WHAT YOU HAVE TO DO: Go line by line through the data below and count those with the string "rear". Give the number only.

Region pointing data:

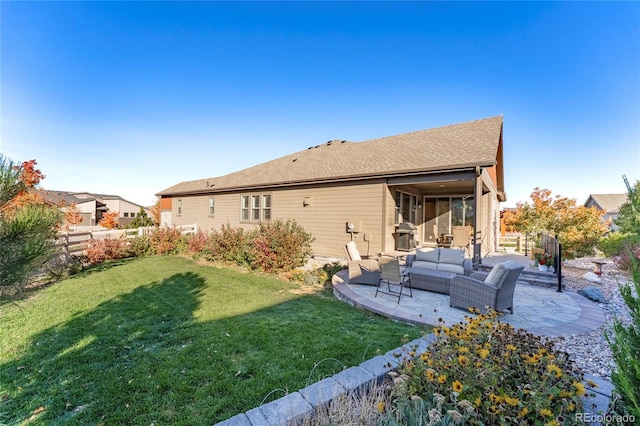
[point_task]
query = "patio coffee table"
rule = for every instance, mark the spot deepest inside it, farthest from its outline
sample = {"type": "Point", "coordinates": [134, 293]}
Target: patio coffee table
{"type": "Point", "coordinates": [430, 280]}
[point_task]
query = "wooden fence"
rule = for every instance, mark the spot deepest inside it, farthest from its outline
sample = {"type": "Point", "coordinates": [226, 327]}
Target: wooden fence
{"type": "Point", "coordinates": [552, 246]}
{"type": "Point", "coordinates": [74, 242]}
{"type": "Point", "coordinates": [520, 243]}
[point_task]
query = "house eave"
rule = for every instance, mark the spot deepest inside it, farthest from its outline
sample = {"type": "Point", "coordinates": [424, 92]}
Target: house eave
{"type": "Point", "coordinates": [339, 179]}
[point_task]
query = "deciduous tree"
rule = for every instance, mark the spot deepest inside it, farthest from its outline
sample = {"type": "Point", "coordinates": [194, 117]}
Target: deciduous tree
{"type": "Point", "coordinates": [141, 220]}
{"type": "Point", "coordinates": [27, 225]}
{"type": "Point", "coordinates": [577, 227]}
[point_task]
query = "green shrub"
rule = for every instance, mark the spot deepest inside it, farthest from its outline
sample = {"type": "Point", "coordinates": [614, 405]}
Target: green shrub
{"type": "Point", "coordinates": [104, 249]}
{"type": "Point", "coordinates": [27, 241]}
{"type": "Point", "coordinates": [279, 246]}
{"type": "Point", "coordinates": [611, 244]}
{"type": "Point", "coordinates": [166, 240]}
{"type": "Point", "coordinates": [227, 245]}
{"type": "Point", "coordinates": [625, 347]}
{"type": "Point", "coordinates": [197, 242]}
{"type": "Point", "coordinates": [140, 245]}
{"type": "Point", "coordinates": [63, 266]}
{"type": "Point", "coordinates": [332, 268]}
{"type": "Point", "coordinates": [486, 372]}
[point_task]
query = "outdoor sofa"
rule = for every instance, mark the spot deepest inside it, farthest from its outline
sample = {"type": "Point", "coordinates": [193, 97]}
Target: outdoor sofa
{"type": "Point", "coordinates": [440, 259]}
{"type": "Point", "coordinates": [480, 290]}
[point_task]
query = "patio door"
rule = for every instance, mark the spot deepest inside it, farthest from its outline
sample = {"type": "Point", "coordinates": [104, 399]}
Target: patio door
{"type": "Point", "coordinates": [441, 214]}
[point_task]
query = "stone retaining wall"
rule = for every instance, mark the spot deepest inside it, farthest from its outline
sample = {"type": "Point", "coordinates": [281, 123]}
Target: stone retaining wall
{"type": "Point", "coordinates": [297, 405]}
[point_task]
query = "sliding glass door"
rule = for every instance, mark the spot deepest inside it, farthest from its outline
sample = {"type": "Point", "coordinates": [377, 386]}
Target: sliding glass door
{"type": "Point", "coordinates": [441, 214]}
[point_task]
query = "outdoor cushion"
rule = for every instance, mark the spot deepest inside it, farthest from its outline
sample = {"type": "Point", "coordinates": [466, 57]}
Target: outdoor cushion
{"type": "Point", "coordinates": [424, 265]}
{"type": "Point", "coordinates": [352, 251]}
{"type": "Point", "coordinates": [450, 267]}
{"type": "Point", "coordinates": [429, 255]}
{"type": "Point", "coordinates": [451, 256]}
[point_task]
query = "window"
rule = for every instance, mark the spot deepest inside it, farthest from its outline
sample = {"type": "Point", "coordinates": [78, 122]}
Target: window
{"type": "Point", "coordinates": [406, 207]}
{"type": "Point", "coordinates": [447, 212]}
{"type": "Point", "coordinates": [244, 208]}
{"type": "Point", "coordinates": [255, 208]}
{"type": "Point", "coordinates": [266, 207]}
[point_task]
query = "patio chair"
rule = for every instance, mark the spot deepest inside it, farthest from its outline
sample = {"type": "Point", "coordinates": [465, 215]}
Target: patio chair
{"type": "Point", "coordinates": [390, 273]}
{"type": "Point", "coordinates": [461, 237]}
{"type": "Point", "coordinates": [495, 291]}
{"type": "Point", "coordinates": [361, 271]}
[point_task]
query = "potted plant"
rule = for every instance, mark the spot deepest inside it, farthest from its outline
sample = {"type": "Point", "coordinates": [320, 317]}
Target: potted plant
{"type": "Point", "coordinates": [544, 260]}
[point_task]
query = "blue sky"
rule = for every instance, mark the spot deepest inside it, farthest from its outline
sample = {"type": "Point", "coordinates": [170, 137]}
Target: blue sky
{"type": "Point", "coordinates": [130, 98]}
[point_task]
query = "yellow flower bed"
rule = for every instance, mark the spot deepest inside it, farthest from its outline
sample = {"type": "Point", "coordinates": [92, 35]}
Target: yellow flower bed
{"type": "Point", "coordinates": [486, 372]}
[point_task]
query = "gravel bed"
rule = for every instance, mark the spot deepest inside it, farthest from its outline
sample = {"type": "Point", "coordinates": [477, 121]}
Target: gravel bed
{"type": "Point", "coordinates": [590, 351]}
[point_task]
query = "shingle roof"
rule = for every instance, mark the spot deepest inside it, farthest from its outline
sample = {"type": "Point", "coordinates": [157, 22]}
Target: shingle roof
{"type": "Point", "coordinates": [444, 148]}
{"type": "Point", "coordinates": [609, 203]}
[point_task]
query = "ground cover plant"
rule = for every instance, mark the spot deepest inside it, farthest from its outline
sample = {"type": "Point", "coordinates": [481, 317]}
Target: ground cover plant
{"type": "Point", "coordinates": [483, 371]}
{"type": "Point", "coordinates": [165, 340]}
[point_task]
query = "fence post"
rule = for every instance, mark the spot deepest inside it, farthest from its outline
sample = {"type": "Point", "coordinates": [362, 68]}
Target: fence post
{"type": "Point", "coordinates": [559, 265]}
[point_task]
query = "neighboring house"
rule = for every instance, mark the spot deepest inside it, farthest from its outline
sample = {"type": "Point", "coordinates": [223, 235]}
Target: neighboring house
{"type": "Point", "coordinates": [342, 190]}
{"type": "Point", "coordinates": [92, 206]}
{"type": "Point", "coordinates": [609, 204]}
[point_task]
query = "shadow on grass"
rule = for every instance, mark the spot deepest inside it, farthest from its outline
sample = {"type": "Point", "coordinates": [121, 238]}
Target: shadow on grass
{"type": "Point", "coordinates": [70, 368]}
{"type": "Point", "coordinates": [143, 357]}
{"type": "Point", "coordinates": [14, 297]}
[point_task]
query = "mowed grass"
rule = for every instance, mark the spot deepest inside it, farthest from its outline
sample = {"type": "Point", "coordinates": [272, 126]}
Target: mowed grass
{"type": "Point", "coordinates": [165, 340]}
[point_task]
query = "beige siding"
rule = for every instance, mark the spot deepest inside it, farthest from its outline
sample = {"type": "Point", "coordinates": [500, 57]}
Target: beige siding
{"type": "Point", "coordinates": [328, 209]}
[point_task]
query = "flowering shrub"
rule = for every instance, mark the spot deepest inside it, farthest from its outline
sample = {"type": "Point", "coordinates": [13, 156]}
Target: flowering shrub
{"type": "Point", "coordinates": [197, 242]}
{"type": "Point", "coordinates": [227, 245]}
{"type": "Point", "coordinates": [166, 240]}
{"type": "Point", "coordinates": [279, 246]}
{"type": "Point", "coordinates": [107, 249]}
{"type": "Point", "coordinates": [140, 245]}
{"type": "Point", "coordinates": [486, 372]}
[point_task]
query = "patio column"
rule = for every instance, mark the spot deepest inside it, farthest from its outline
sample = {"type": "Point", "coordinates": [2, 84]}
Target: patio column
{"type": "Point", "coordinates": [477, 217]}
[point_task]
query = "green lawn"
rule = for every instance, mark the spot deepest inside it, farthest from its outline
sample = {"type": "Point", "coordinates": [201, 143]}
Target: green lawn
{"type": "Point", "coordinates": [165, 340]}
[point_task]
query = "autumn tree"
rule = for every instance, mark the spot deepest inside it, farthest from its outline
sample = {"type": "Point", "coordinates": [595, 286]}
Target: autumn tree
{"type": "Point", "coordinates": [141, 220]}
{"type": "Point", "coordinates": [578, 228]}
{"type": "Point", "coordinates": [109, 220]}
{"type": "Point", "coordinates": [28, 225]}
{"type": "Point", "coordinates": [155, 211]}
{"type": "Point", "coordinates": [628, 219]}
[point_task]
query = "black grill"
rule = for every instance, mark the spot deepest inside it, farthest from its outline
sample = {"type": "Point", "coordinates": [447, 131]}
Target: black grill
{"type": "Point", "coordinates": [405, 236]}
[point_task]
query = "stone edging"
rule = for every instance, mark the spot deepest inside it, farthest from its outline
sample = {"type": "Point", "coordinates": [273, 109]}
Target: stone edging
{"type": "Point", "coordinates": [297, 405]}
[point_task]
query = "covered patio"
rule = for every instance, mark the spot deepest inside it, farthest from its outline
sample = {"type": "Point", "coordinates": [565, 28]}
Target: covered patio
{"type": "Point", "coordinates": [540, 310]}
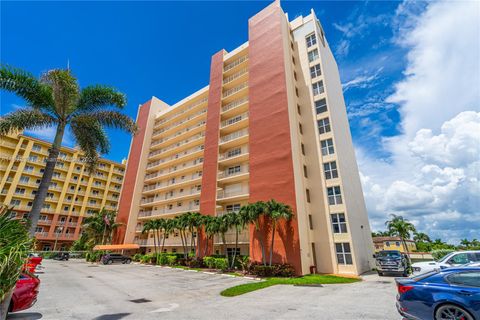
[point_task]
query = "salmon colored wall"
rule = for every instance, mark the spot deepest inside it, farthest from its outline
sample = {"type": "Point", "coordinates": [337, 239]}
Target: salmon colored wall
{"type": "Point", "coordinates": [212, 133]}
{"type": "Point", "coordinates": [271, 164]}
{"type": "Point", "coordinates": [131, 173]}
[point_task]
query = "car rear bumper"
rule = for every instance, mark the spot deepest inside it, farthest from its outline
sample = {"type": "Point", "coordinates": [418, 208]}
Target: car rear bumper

EXPECTED ANSWER: 2